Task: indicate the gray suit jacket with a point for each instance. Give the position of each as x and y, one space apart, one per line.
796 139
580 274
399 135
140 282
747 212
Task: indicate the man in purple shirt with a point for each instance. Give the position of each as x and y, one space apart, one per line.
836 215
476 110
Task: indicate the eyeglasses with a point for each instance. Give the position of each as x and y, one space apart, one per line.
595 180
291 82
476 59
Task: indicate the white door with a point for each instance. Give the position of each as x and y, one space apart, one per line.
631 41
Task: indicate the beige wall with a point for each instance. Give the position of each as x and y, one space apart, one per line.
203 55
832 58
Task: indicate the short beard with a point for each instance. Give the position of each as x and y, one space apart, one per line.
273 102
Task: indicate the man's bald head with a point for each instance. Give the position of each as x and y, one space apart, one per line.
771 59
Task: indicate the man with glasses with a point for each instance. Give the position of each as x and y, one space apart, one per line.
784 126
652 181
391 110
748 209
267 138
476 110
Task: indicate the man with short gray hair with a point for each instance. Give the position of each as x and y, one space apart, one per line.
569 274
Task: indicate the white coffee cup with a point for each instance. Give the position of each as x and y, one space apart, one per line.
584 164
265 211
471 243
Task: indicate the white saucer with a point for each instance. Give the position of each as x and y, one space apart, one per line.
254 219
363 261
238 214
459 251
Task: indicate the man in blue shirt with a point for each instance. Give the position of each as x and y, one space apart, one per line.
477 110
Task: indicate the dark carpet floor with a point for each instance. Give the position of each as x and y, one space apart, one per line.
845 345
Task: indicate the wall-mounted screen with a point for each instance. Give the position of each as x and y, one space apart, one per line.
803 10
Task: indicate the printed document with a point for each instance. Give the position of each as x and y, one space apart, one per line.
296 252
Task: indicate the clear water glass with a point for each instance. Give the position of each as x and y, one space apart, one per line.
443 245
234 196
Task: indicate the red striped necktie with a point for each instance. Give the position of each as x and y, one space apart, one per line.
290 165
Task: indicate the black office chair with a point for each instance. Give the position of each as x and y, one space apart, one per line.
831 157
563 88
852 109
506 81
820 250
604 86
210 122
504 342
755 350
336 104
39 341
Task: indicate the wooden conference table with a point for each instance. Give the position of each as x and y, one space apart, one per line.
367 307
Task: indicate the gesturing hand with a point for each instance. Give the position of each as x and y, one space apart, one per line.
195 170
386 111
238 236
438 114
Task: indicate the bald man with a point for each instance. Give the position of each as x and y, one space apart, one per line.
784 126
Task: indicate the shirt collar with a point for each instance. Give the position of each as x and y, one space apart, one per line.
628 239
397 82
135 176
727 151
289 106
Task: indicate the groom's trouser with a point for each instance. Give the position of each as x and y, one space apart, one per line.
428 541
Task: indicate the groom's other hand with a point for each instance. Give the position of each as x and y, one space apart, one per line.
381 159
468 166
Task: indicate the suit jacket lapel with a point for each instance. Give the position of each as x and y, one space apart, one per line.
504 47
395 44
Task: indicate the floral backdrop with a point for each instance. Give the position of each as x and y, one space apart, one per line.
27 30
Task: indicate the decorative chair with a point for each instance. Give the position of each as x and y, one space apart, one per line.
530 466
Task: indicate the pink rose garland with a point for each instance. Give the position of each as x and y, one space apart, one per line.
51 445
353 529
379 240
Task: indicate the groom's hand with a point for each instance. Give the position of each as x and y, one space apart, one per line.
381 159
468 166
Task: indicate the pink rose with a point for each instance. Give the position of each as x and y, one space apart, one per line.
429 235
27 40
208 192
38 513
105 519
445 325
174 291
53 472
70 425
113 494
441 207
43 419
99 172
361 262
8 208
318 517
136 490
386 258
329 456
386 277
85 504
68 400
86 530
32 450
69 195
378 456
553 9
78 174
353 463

» **Aim of the exercise**: Having read the material, return all of it word for word.

» **Result**:
Task: indicate the gray suit jacket with a point for each instance. Give the position of each as x and y, one space apart, one per line.
796 139
580 274
399 135
140 282
747 212
Task: indicate the man in purple shirt with a point for each instance. Give the position of each as x and y, one space apart, one per line.
836 215
476 110
Task: indicate the eyeglasses with a point for each instance. Give the position of each as x and y, one space apart, one per line.
595 180
291 82
476 59
Task: indicate the white door with a point for each instance. Give the position of each as x and y, one space apart, one per line.
631 41
Task: indicate the beige wall with a point for each instance. Give the position of each as x and y, one space apart, one per line.
203 55
832 58
Task: indicate the short beard with a point for each instance. Give the position of each as x and y, one space apart, one per line.
273 102
Task: indicate the man's bald head with a point for each instance. Give the position of each as x and y, one space apart, one per line.
771 59
Task: indicate the man with glasses with a point for each instance. Give the position of each as x and y, one space apart, one per line.
784 126
652 181
391 110
748 209
267 138
476 110
Task: indicate the man with short gray hair with a point for each instance. Give the position of each as x and y, one space apart, one per line.
569 274
Task: indicate the white coffee cup with a point for each instance. Give the position of each as x and y, one space apart, one per line.
584 164
265 211
471 243
Task: indicate the white saucer with a point for each instance. Give the position of each as x and y, one space apart, one per line.
254 219
363 261
238 214
459 251
Task: indicate the man in blue shirt with a point for each instance. Give the position of each as x and y, one space apart, one per line.
477 110
Task: indicate the dark carpet floor with a point for each instance. Give the position of each as x and y, one space apart, one per line.
845 345
Task: indicate the wall-mounted screen with a point for each instance. Give the position of each as x and y, one space apart, one per line.
803 10
Task: indicate the printed document with a point for each instance. Give the position of each as x and y, one space apart, one per line.
296 252
Task: indicate the clear water glass with a point for each instance. Give the position of each as x and y, one space apart, one per line.
443 245
234 196
Task: indicate the red striped necktie with a point for each instance. Give the position of each as x and y, one space apart, one per line.
290 165
Task: indicate the black office chair with a point for each instance. Give the position of each as x and y, one space apart, one per line.
831 157
563 88
852 109
506 81
820 250
604 86
210 122
504 342
755 350
336 104
39 341
Task: indicate the wooden conference table with a point for each instance. Give the position of each as x and y, one space apart, one per line.
367 307
Task: indicate the gesturing hand with a point for each instance. Give the position of each as x and y, one space apart, one per line.
195 170
386 111
238 236
438 114
Task: indicate the bald man with a point for each instance. Give the position of each as x and y, one space apart, one per line.
784 126
Task: indicate the shirt collar with a point for each instance. Give the position of each as x and y, one space apart, one per line.
628 239
397 82
135 176
727 151
289 106
Task: indicate the groom's trouser with a point for each instance. Give the position of each as x and y, one space apart, one per line.
428 541
Task: indicate the groom's other hand with a point for each instance. Give the position of each as x and y, one space apart, one per line.
381 159
468 166
Task: indicate the suit jacket lapel with a point for each instance. Give the position of each as x and y, one space apart, one per line.
504 47
395 44
Task: indicate the floral backdrop with a point for each instance. Give the position of each as x and y, one space apart, one per line.
27 30
Task: indicate the decorative chair with a point for each instance. Give the position of each as x and y, one space apart, one per line.
530 466
Task: indicate the pink rose garland with a point for each instance. Give the position of each as x and y, one space apart, one per line.
51 445
353 529
379 240
Task: indicate the groom's hand with a point for each instance. Give the position of each as x and y, one space apart, one per line.
381 159
468 166
Task: indicate the pink rose with a point for each instance. Give the position of each as x and y, one space apart, one per line.
429 235
27 40
208 192
38 513
105 519
445 325
174 291
53 472
70 425
113 494
441 207
43 419
99 172
361 262
8 208
318 517
136 490
386 258
329 456
386 277
85 504
68 400
86 530
32 450
69 195
378 456
553 9
78 174
353 463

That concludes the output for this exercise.